» EXTRAIT
::::

– Allaiter fait-il de meilleures mères, comme on l’entend souvent ?(P. Ben Soussan)
" Beaucoup de représentations sur l’allaitement font des mères qui allaitent de bonnes mères, meilleures que celles qui donnent le biberon. Et dans la lignée de cette représentation se construit le sentiment de culpabilité de celles qui aujourd’hui n’allaitent pas. Que peut-on dire à ça. ? Allaiter fait-il réellement de nous de meilleures mères ?
Je partage souvent avec les parents l’idée qu’allaiter est une expérience de vie. On a transformé le choix d’allaiter en un choix sanitaire (pour sa santé) ou moral (la meilleure mère), ce qui, vous en conviendrez, n’en fait pas un choix très excitant ni très vivant. J’imagine même volontiers que c’est pour en diminuer la charge pulsionnelle que nous la couvrons d’une couche morale et sanitaire. C’est plus propre et ça fait moins peur.
Imaginons que tous nos choix de vie soient passés au crible de l’hygiénisme et de la vérité statistique. « Les études ont montré que la vie de couple diminue le stress, que trois rapports sexuels par semaine diminuent le risque d’infarctus, que les hétérosexuels sont plus heureux que les homosexuels, etc. »… Et alors ! ?
Voici ce qu’une mère forte de la charge pulsionnelle de l’allaitement répondrait à cela : « Même si, demain, on me prouvait qu’il existe un lait artificiel aussi bon pour la santé de mon bébé que le mien, je continuerais à allaiter. »

::::

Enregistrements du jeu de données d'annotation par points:
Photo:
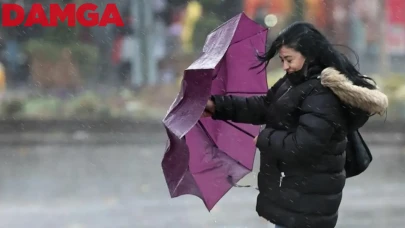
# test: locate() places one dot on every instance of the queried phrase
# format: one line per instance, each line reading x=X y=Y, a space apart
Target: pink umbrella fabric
x=206 y=157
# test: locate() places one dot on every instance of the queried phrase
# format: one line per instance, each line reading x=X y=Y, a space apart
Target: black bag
x=358 y=155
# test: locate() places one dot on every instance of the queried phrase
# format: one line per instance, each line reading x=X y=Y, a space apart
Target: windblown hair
x=318 y=51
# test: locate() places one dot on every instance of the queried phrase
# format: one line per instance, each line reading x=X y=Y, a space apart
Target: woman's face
x=291 y=59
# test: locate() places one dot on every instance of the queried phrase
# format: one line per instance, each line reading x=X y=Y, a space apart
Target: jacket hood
x=372 y=101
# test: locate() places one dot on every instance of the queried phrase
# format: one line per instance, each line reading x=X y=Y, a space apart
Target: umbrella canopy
x=205 y=157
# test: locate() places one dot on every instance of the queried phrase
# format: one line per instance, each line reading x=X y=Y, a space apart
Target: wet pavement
x=114 y=185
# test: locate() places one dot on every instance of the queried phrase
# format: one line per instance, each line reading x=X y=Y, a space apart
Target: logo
x=83 y=14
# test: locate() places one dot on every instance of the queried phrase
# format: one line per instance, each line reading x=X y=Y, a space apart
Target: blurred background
x=81 y=109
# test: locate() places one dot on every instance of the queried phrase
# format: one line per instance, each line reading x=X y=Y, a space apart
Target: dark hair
x=314 y=46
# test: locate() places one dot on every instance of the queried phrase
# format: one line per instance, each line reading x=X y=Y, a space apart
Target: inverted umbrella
x=205 y=157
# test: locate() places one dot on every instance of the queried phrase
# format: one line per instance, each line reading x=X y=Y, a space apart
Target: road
x=119 y=185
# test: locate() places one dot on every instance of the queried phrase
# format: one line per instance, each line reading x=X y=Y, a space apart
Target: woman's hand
x=209 y=109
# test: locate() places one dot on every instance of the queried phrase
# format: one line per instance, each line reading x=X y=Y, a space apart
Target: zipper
x=285 y=92
x=281 y=178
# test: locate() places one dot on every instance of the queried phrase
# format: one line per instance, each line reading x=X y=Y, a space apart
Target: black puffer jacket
x=303 y=146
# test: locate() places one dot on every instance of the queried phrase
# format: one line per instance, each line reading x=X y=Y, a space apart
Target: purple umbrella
x=205 y=157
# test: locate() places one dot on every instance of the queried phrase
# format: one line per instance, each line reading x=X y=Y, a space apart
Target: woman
x=308 y=114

::::

» LA CONSIGNE
Selon l'extrait sur l'allaitement, en quels deux types de choix a-t-on transformé le choix d'allaiter ?

» LA RÉPONSE
En un choix sanitaire (pour sa santé) ou moral (la meilleure mère).